DOCUMENT SECTION:
Tuesday, March 6, 2012


It's Springsteen-by-the-numbers, with a little bit of this and a bit of that, almost like a sampler of his last couple of decades worth of music.  There's a touch of Devils and Dust, a lot of Seeger Sessions, a smattering of latter-day E Street, and lots of borrowing, from gospel, hip-hop, Mexicali and even Morricone.  The themes are the awfully familiar, too.  He's singing from a recession-era country, with broken and beaten people struggling to beat the forces pitted unfairly against them.

It's all getting a little weary, actually.   The early hype (Springsteen is one of the few that still gets big hype, such as TV commercials and well-circulated quotes about the album) is that this is his vision of today, from a land struggling.  Somebody's spreading the line that it's a return to Born In The U.S.A. anger and anthems.  I can't get behind that one.  If it is his idea of raising the nation in down times, he's doing it by repeating old tricks, platitudes and cliches.

Much of the album is written in a style reminiscent of the Seeger Sessions lyrics, the album of classic folk Springsteen made last decade.  While those songs were covers, here he's written his own, cobbling together shop-worn lines and themes.  Shackled And Drawn uses old language, and old themes:  "What's a poor boy to do but keep carrying on?"  Jack Of All Trades imagines the old displaced Depression-era worker recurring today.  Land Of Hopes And Dreams is a complete and acknowledged lift of both This Train Is Bound For Glory and People Get Ready.

That last song was a surprise;  It's a decade old, used to close the encore during the 1999-2000 E Street Band reunion tour, and found in a live version on the CD/DVD Live In New York City.  The title cut is no spring chicken either, having been written and performed for the final shows at Giants Stadium in 2009 before it was torn down.  They do fit thematically, and as both feature the final blows of Clarence Clemons on a Springsteen disc, there's some sentimental value too.  They also happen to be the best cuts on the disc, anthemic and good examples of what he does best.

DATASET CONTENT:
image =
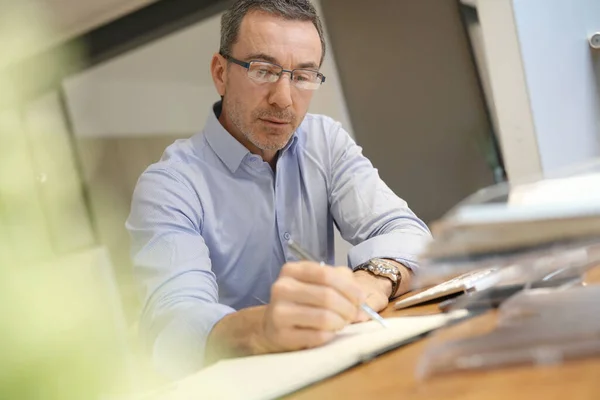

THE PROBLEM: Write out the passage of the Springsteen album review starting at "That last song" and ending at "he does best.".

RESPONSE TO THIS EXERCISE:
That last song was a surprise;  It's a decade old, used to close the encore during the 1999-2000 E Street Band reunion tour, and found in a live version on the CD/DVD Live In New York City.  The title cut is no spring chicken either, having been written and performed for the final shows at Giants Stadium in 2009 before it was torn down.  They do fit thematically, and as both feature the final blows of Clarence Clemons on a Springsteen disc, there's some sentimental value too.  They also happen to be the best cuts on the disc, anthemic and good examples of what he does best.